CHALLENGE:
Locate every line in the listing that holds the word "tree" and copy each one. Case counts.

RECORDS FOR THE EXERCISE:
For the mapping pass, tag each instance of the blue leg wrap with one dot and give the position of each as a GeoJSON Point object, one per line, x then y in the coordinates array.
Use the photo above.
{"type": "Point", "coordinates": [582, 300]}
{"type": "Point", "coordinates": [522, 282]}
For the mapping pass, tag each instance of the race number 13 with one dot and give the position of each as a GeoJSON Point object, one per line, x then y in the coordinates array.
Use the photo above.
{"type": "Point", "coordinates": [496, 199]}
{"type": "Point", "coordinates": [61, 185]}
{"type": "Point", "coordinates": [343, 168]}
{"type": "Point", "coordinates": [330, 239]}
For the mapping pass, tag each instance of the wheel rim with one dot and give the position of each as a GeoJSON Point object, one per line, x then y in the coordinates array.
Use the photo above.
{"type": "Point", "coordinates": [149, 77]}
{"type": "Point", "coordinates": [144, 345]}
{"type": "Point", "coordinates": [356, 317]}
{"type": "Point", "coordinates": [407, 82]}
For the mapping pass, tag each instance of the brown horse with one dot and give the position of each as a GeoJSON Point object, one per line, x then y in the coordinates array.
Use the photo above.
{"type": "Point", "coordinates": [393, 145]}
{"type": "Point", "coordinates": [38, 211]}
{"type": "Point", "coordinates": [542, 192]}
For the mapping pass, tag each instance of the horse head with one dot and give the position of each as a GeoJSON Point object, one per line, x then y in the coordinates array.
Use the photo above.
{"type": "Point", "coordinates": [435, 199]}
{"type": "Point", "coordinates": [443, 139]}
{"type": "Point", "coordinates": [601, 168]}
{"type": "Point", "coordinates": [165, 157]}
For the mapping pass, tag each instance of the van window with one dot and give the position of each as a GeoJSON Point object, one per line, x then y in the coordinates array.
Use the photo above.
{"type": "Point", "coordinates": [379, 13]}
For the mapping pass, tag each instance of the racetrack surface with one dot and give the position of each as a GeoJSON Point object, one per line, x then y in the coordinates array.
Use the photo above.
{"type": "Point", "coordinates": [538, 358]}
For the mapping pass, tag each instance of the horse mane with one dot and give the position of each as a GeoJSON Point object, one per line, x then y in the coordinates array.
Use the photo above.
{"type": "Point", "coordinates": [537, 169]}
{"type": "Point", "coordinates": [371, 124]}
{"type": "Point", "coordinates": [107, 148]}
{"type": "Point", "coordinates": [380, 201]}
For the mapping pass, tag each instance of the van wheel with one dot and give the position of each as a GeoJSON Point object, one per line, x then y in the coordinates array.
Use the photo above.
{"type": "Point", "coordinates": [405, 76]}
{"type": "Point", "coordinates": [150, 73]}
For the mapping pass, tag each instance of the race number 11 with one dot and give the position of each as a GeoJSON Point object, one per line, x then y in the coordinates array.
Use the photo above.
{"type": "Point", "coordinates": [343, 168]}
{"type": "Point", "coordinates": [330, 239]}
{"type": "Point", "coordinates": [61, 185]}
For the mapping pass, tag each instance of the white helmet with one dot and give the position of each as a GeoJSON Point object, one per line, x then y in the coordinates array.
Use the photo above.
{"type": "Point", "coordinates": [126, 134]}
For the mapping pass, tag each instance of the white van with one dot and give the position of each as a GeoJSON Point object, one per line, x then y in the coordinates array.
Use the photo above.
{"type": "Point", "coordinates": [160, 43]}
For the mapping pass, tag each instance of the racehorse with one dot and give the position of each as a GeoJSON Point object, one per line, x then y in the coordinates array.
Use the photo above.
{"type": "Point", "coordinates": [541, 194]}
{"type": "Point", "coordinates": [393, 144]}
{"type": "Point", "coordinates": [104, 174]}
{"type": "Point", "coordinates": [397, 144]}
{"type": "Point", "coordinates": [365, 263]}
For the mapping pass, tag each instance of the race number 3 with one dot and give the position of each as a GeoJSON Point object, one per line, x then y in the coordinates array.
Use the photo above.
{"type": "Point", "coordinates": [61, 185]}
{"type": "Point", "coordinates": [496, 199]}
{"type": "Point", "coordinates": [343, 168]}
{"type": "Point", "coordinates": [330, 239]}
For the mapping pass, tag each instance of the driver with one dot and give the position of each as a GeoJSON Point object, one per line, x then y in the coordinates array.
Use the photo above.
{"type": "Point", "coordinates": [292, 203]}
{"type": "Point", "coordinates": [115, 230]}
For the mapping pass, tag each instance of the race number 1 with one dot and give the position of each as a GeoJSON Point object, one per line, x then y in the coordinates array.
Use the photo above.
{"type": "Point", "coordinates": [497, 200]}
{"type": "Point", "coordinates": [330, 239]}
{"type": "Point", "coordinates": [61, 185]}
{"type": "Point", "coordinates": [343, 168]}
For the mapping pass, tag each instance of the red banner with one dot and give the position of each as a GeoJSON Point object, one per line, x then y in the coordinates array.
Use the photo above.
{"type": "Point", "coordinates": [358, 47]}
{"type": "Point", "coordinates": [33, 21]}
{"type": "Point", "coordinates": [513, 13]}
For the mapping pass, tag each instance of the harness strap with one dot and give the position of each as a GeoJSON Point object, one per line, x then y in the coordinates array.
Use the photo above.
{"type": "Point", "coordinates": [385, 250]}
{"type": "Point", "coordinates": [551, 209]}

* * *

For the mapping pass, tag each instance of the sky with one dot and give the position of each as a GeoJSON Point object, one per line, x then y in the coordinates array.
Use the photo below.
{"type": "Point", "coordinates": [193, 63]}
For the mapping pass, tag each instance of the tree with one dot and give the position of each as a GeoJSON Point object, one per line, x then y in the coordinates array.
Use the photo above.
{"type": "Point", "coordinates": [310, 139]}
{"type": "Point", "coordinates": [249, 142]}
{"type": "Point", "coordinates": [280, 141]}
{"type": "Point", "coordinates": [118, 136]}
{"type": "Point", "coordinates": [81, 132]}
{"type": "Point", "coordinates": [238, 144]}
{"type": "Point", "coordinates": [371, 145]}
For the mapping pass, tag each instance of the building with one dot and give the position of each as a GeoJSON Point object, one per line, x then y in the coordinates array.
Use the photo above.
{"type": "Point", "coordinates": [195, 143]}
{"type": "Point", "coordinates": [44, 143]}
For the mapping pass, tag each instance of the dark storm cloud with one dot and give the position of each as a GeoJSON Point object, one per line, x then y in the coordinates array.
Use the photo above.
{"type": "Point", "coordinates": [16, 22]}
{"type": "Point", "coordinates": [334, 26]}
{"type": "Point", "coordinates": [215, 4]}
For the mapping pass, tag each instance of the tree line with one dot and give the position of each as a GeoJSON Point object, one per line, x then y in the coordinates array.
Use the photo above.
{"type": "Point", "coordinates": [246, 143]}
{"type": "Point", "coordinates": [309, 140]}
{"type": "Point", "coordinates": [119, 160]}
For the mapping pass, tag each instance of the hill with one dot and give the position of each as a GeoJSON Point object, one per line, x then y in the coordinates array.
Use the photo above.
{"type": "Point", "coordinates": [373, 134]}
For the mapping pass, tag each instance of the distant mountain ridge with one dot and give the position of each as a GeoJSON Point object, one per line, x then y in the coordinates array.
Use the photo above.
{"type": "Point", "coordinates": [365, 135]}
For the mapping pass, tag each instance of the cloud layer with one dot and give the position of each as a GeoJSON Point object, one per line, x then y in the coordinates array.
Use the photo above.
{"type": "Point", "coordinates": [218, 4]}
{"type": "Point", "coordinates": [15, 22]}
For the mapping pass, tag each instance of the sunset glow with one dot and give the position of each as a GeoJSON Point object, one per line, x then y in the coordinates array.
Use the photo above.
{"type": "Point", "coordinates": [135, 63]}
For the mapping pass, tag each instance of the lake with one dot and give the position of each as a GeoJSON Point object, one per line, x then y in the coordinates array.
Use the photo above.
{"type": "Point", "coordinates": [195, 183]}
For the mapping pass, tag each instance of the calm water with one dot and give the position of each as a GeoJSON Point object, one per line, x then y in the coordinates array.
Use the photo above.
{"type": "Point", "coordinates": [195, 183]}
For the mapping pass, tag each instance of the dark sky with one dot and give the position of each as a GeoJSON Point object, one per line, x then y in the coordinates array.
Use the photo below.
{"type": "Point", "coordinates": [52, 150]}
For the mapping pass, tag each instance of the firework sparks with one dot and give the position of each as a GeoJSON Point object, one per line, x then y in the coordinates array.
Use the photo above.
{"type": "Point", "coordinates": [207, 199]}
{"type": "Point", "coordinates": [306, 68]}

OUTPUT:
For the mapping pass, tag each instance of the tree with one dot and give the position of each as a GeoJSON Point object, one per line, x then y in the coordinates array.
For the mapping pass, tag each instance of the tree line with one dot and give the position of each as a GeoJSON Point object, one per line, x then y in the coordinates array.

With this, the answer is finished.